------ RECORD EXCERPTS ------

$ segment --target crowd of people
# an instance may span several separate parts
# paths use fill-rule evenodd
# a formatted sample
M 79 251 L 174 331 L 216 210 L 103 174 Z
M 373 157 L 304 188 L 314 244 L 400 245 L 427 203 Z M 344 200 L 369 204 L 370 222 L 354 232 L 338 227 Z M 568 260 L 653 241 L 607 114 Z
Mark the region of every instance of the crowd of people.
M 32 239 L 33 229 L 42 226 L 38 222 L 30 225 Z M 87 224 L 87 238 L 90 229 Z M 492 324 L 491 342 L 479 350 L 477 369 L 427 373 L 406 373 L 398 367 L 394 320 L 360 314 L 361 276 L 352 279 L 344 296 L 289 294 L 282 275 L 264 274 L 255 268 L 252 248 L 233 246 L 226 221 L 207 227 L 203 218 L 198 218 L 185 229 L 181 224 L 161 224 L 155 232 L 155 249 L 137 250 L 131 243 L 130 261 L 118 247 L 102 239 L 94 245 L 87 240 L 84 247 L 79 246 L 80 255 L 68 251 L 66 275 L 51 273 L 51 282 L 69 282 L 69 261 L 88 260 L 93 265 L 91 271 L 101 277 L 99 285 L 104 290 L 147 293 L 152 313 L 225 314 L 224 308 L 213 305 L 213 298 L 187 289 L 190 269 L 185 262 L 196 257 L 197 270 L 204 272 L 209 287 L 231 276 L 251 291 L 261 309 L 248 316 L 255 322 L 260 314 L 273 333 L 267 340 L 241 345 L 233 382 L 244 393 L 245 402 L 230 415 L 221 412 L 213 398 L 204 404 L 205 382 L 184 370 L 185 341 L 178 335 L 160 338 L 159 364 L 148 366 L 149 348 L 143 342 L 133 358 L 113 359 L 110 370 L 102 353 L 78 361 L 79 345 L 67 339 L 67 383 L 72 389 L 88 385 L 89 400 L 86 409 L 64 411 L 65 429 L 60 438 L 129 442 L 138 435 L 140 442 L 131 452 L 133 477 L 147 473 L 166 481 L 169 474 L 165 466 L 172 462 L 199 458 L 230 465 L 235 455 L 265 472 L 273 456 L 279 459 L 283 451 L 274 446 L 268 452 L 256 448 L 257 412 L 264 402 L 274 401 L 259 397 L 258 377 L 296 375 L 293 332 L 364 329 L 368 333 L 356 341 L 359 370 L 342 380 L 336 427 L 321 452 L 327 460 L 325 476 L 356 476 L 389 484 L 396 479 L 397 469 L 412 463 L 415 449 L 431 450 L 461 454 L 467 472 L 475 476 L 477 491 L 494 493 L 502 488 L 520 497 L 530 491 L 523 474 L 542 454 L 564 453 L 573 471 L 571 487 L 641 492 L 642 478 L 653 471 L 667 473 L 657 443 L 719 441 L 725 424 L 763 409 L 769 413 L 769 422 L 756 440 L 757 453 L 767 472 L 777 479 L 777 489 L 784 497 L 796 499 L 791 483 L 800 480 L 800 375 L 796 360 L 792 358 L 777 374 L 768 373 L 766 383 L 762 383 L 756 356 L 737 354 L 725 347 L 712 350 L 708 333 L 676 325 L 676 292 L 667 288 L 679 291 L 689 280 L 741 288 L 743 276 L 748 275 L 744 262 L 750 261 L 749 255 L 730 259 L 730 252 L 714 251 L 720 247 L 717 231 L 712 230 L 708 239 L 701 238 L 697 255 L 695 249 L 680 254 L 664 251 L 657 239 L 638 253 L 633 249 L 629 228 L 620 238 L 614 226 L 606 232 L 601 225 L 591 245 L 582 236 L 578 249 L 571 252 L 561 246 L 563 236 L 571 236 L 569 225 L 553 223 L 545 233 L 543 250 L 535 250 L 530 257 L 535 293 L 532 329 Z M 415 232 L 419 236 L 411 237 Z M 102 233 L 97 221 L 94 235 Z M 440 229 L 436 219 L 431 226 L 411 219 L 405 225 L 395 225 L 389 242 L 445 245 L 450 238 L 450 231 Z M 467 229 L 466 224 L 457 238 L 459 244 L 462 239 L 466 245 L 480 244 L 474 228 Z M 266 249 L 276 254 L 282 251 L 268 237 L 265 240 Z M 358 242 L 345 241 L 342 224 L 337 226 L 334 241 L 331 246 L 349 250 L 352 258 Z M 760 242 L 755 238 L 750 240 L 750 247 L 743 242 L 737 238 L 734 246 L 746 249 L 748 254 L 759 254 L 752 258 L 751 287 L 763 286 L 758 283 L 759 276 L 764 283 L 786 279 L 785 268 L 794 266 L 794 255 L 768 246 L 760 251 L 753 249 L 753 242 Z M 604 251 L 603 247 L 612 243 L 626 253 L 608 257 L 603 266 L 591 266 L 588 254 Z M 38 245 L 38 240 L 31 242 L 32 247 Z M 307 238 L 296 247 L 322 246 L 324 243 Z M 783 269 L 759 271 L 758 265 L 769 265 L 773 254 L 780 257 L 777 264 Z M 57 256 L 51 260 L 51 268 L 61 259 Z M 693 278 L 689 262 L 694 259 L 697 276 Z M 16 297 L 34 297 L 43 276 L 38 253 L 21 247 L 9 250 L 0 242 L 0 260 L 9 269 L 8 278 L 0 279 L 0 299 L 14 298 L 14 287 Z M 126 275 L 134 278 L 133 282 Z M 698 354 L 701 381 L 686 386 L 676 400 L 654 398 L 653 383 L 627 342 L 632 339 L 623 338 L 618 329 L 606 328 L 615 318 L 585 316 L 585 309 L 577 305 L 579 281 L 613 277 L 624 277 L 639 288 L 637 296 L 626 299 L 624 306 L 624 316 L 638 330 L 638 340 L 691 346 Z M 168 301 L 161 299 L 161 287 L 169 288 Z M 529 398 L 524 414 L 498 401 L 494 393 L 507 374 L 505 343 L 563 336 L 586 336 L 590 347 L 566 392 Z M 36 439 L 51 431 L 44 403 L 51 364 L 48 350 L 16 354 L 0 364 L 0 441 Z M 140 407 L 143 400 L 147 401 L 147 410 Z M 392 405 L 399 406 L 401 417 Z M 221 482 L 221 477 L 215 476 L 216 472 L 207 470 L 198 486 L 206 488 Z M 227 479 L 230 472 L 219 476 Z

------

DESCRIPTION OF THE TASK —
Would you transcribe all of the data, keeping each line exact?

EXERCISE OUTPUT —
$ segment --target crowd of people
# an instance may span several separate parts
# paths use fill-rule evenodd
# a formatted sample
M 79 251 L 174 331 L 216 210 L 103 174 Z
M 373 157 L 304 188 L 314 244 L 400 245 L 427 203 Z M 344 200 L 369 204 L 370 222 L 354 232 L 338 227 Z M 568 260 L 653 241 L 607 114 Z
Mark the region of every instance of the crowd of people.
M 32 239 L 33 229 L 42 226 L 38 222 L 30 225 Z M 87 224 L 87 238 L 90 229 Z M 492 324 L 491 342 L 479 350 L 477 369 L 427 373 L 406 373 L 398 367 L 394 320 L 360 314 L 361 276 L 352 279 L 344 296 L 289 294 L 282 275 L 264 274 L 255 268 L 252 248 L 233 246 L 226 221 L 207 227 L 203 218 L 198 218 L 185 229 L 181 224 L 161 224 L 155 232 L 155 249 L 137 250 L 131 243 L 130 261 L 118 247 L 102 239 L 94 245 L 87 240 L 84 247 L 79 246 L 80 255 L 68 251 L 66 275 L 51 273 L 51 282 L 69 282 L 69 261 L 88 260 L 93 265 L 91 271 L 101 277 L 99 285 L 104 290 L 147 293 L 152 313 L 225 314 L 224 308 L 213 305 L 213 298 L 187 289 L 190 269 L 185 262 L 196 257 L 197 270 L 204 272 L 209 287 L 231 276 L 251 291 L 261 309 L 248 316 L 255 322 L 260 314 L 273 333 L 267 340 L 241 345 L 233 382 L 244 393 L 245 402 L 230 415 L 221 412 L 213 398 L 204 404 L 205 382 L 184 370 L 185 341 L 178 335 L 160 338 L 159 364 L 148 366 L 149 348 L 143 342 L 133 358 L 113 359 L 110 370 L 102 353 L 78 361 L 79 345 L 67 339 L 67 383 L 72 389 L 88 385 L 89 400 L 86 409 L 64 411 L 65 429 L 60 438 L 129 442 L 138 435 L 140 442 L 131 452 L 133 477 L 147 473 L 166 481 L 169 474 L 165 466 L 172 462 L 199 458 L 230 465 L 235 455 L 265 472 L 273 456 L 279 459 L 283 451 L 274 446 L 268 452 L 256 448 L 257 412 L 264 402 L 274 401 L 259 397 L 258 377 L 296 375 L 293 332 L 364 329 L 368 333 L 356 341 L 359 370 L 342 380 L 336 427 L 321 452 L 327 460 L 325 476 L 356 476 L 389 484 L 396 479 L 397 469 L 412 463 L 415 449 L 431 450 L 461 454 L 467 472 L 475 476 L 477 491 L 494 493 L 502 488 L 520 497 L 530 491 L 523 474 L 542 454 L 564 453 L 573 471 L 571 487 L 641 492 L 642 478 L 653 471 L 667 473 L 657 443 L 719 441 L 725 424 L 763 409 L 769 413 L 769 422 L 756 440 L 757 453 L 767 472 L 777 479 L 777 489 L 784 497 L 796 499 L 791 483 L 800 480 L 800 375 L 796 360 L 792 358 L 777 374 L 768 373 L 766 383 L 762 383 L 756 356 L 737 354 L 725 347 L 712 350 L 708 333 L 676 325 L 676 292 L 667 288 L 679 291 L 689 280 L 741 288 L 743 276 L 748 275 L 744 262 L 750 261 L 749 255 L 730 259 L 730 252 L 714 251 L 720 247 L 717 231 L 712 230 L 708 239 L 701 238 L 697 255 L 695 249 L 680 254 L 664 251 L 657 239 L 638 253 L 633 249 L 629 228 L 620 238 L 614 226 L 606 232 L 601 225 L 591 245 L 582 236 L 578 249 L 571 252 L 561 246 L 563 236 L 571 236 L 569 225 L 553 223 L 545 233 L 543 250 L 535 250 L 530 257 L 535 293 L 532 329 Z M 415 232 L 419 236 L 411 237 Z M 102 233 L 97 221 L 94 235 Z M 440 229 L 436 219 L 431 226 L 411 219 L 405 225 L 395 225 L 389 242 L 445 245 L 450 238 L 450 231 Z M 467 229 L 466 224 L 457 238 L 459 244 L 462 239 L 466 245 L 480 244 L 474 228 Z M 266 249 L 276 254 L 282 251 L 268 237 L 265 240 Z M 358 242 L 345 241 L 342 224 L 337 226 L 334 241 L 331 246 L 349 250 L 352 258 Z M 760 242 L 755 238 L 750 240 L 750 247 L 743 242 L 737 238 L 734 246 L 746 249 L 748 254 L 759 254 L 752 258 L 751 287 L 763 286 L 758 283 L 759 276 L 764 283 L 786 279 L 785 268 L 794 266 L 794 255 L 768 246 L 760 251 L 753 249 L 753 242 Z M 604 251 L 603 247 L 612 243 L 626 253 L 608 257 L 603 266 L 591 266 L 588 254 Z M 38 245 L 38 240 L 31 242 L 32 247 Z M 307 238 L 296 247 L 322 246 L 324 243 Z M 783 269 L 759 271 L 758 265 L 769 265 L 773 254 L 780 257 L 777 264 Z M 57 256 L 51 260 L 51 268 L 61 259 Z M 693 278 L 689 262 L 694 259 L 697 276 Z M 16 297 L 34 297 L 43 276 L 38 253 L 21 247 L 9 250 L 0 242 L 0 260 L 9 269 L 8 278 L 0 279 L 0 299 L 14 298 L 14 287 Z M 126 275 L 134 278 L 133 282 Z M 698 354 L 701 381 L 686 386 L 676 400 L 654 398 L 653 383 L 627 342 L 632 339 L 623 338 L 618 329 L 606 328 L 615 318 L 585 316 L 585 309 L 577 305 L 579 281 L 613 277 L 624 277 L 639 288 L 637 296 L 626 299 L 624 306 L 624 316 L 638 330 L 638 340 L 691 346 Z M 168 301 L 161 299 L 161 287 L 169 288 Z M 529 398 L 524 414 L 498 401 L 494 393 L 507 374 L 505 343 L 563 336 L 586 336 L 590 347 L 566 392 Z M 36 439 L 51 431 L 44 403 L 51 364 L 48 350 L 16 354 L 0 364 L 0 441 Z M 140 407 L 143 400 L 147 401 L 147 410 Z M 392 405 L 399 406 L 401 417 Z M 221 482 L 221 477 L 215 476 L 216 472 L 207 470 L 198 486 L 206 488 Z M 227 479 L 230 472 L 219 476 Z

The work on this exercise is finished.